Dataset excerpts
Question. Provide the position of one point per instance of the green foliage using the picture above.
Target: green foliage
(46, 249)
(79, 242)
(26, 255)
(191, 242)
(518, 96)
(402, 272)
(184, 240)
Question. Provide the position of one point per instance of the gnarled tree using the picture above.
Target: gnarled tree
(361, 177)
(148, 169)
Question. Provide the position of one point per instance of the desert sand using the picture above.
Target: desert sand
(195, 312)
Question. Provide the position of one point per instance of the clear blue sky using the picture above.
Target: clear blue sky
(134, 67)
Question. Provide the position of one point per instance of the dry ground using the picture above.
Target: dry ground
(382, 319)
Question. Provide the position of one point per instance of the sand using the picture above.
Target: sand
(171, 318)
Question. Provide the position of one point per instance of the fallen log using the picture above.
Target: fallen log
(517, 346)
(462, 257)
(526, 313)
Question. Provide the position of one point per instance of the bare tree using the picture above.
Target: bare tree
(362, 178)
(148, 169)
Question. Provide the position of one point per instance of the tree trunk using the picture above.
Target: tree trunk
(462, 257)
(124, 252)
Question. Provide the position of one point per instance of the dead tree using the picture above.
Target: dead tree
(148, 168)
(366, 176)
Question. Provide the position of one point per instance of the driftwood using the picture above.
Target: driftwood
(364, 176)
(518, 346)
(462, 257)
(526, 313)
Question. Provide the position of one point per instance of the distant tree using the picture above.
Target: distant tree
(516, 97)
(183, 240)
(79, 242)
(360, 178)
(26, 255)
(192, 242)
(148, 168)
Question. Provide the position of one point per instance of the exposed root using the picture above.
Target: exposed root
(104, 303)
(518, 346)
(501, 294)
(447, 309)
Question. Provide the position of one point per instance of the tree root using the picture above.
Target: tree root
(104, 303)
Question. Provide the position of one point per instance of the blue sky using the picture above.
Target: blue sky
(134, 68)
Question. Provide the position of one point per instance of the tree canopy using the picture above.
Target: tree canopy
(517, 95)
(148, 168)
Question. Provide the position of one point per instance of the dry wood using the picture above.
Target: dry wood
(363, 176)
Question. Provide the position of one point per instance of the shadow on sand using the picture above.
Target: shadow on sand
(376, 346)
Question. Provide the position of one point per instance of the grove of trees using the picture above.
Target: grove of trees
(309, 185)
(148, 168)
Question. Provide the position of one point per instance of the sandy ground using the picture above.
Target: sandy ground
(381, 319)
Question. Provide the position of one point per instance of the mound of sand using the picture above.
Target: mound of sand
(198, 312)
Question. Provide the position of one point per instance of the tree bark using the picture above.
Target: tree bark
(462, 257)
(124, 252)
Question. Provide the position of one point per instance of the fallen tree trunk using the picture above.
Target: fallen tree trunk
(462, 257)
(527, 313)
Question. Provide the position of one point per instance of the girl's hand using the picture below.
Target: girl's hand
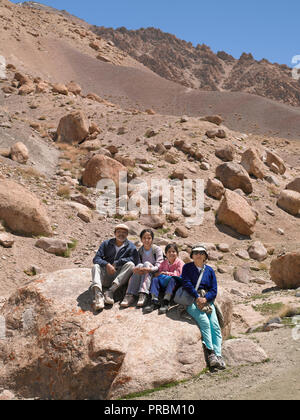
(201, 302)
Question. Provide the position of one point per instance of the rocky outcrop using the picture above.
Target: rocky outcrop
(200, 68)
(294, 185)
(73, 128)
(289, 201)
(102, 167)
(55, 347)
(233, 176)
(19, 153)
(22, 211)
(285, 270)
(252, 163)
(234, 211)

> Task prompt
Every entry above is to be printed again exactly, pictures omitted.

> Written solution
Question. Provide the position of one point per instance of the green foliage using the picture above.
Target: green foliage
(46, 249)
(79, 242)
(26, 255)
(191, 242)
(518, 96)
(402, 272)
(184, 240)
Question. Provide the position of one point per instance of the gnarled tree using the picture above.
Target: gnarled tree
(361, 177)
(148, 169)
Question. Provide the position of one point per instance of the desert sand using the picture above.
Target: desert sand
(195, 312)
Question. Provide the position of one point per instance of the clear blue sky using the picture above.
Target: clear blue sky
(134, 67)
Question. Provide the position of one point per instance of the dry ground using the picture above.
Target: dry ground
(382, 319)
Question. Provide the position of one point per instance of the sand using the picture above.
Target: sand
(171, 318)
Question. Provide the position of one point per instance of the fallen log using the picture above.
Target: fallen log
(517, 346)
(462, 257)
(526, 313)
Question. Provide the position of one point per instance of the bare tree using the picture above.
Target: bare tree
(362, 178)
(148, 169)
Question. Provide the position of one point per instance of the tree trunk using the picture above.
Target: tree trunk
(462, 257)
(124, 252)
Question. Provide the position of one point per instance of the dead tree using the picture above.
Target: dead tree
(148, 168)
(366, 176)
Question. Provide the position of one point per instance of the driftwood using the picture above.
Target: driftwood
(364, 176)
(518, 346)
(462, 257)
(526, 313)
Question. Provide the position of one point per instance of the distant tree using the picture above.
Target: distant tree
(516, 97)
(183, 240)
(79, 242)
(360, 178)
(26, 255)
(192, 242)
(148, 168)
Question. Provide the position of one point per instance of the exposed root using the picture above.
Target: exposed root
(104, 303)
(518, 346)
(501, 294)
(447, 309)
Question. Provide the position of one point per instance of the tree root using the picture above.
Target: tree root
(104, 303)
Question. Provide the position of one point per instance of the blue sky using the picture above.
Target: blue sky
(134, 68)
Question. Provide the position of one point per instance of the tree canopy using the picture above.
Target: tree canopy
(517, 95)
(148, 168)
Question. Provide the position of one point per instance of the dry wood using the picture above.
Target: dry wood
(363, 176)
Question. Provide the position of one point per instance of the shadow on sand using the picture above.
Target: shadow on sand
(376, 346)
Question. Provide the position of one point per instance of the grove of trees using the picture above.
Target: grove of trees
(309, 185)
(148, 168)
Question. Provide the position of one point per instance of the sandy ground using the picture above.
Target: sandy ground
(381, 319)
Question. Provide the position of one point per instance of the mound of sand using the picture above.
Target: mound of sand
(198, 312)
Question. Provide the position of one point per instance of the tree bark using the picture above.
Target: tree bark
(462, 257)
(124, 252)
Question. Provide the position of one point per instance of the fallen tree trunk using the picture above.
Target: fallen tree trunk
(462, 257)
(527, 313)
Question. Provide the position of one point per instance of the girl's hand using the picture below.
Target: girl's hand
(201, 302)
Question. Provide the position of one point per instance of the rocky outcrop using the picture above.
Target: rocky outcrop
(200, 68)
(294, 185)
(73, 128)
(289, 201)
(102, 167)
(55, 347)
(233, 176)
(19, 153)
(22, 211)
(285, 270)
(252, 163)
(234, 211)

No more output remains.